> _Data to use_
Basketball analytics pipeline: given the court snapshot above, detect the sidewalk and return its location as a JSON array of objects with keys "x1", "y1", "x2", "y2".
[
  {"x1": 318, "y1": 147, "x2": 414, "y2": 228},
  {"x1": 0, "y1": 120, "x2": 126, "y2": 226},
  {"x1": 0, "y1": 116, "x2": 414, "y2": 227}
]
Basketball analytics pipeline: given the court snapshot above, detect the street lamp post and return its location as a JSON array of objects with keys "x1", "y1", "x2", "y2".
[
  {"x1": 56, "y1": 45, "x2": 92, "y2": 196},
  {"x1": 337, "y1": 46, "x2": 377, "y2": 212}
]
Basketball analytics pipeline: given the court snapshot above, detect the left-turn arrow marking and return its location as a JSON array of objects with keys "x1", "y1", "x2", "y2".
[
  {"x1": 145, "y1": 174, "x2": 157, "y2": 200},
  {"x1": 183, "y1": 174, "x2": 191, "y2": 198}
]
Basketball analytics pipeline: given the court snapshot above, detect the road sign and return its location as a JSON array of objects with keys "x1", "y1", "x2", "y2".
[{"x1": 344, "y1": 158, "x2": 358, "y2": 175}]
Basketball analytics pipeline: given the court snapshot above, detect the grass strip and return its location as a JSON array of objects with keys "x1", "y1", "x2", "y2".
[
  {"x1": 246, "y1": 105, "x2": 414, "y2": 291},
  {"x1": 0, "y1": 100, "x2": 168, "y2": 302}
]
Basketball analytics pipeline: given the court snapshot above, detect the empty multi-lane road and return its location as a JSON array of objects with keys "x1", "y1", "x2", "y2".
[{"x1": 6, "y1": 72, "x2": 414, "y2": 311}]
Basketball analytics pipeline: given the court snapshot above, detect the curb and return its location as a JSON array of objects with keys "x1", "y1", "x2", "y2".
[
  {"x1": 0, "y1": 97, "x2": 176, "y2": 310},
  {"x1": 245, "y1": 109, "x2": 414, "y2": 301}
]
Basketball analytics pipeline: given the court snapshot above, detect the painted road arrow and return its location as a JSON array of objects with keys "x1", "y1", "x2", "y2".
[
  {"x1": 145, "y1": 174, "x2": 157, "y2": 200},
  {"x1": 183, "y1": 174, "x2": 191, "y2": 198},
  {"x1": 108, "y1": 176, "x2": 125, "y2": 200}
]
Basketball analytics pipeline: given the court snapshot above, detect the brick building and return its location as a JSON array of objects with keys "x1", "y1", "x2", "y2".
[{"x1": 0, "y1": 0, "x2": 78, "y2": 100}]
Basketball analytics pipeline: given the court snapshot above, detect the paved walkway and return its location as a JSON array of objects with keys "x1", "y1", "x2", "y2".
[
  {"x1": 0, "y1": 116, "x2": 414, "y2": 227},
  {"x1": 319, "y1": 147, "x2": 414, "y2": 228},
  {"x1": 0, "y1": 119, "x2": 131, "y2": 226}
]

> _Instructions for the task_
Can you write out the stretch of lines from the one containing "detect the grass" through the last line, requests included, with every bounding-box coordinate in the answers offset by -48?

> _Full solution_
Basketball analytics pipeline: given the court snapshot above, detect the grass strip and return its location as a JSON array of objects with keys "x1", "y1", "x2", "y2".
[
  {"x1": 198, "y1": 57, "x2": 366, "y2": 243},
  {"x1": -48, "y1": 52, "x2": 120, "y2": 254}
]
Basketball analytics pipeline: given the court snapshot above, detect the empty multi-lane road and return its location as a JSON array of objects with keys "x1", "y1", "x2", "y2".
[{"x1": -42, "y1": 24, "x2": 366, "y2": 263}]
Basketball analytics pipeline: given the court snapshot above, detect the curb and return its location as a JSON array of objects with keys "x1", "y1", "x2", "y2".
[
  {"x1": -48, "y1": 49, "x2": 128, "y2": 262},
  {"x1": 197, "y1": 61, "x2": 366, "y2": 253}
]
Basketball analytics pipeline: given the court snapshot above, detect the painted road arrow and return its location as a JSON array of objects with keys "x1", "y1", "x2", "y2".
[
  {"x1": 97, "y1": 126, "x2": 109, "y2": 152},
  {"x1": 135, "y1": 126, "x2": 143, "y2": 150},
  {"x1": 60, "y1": 128, "x2": 77, "y2": 152}
]
Basketball analytics pipeline: given the court snapshot above, detect the brick building and return its location as a JSON array of objects with keys "x1", "y1", "x2", "y2".
[{"x1": -48, "y1": -48, "x2": 30, "y2": 52}]
Basketball analytics pipeline: given the court snapshot above, detect the paved walkway and return its location as a JSON array of objects with keys "x1", "y1", "x2", "y2".
[
  {"x1": -48, "y1": 68, "x2": 366, "y2": 179},
  {"x1": 271, "y1": 99, "x2": 366, "y2": 180},
  {"x1": -48, "y1": 71, "x2": 83, "y2": 178}
]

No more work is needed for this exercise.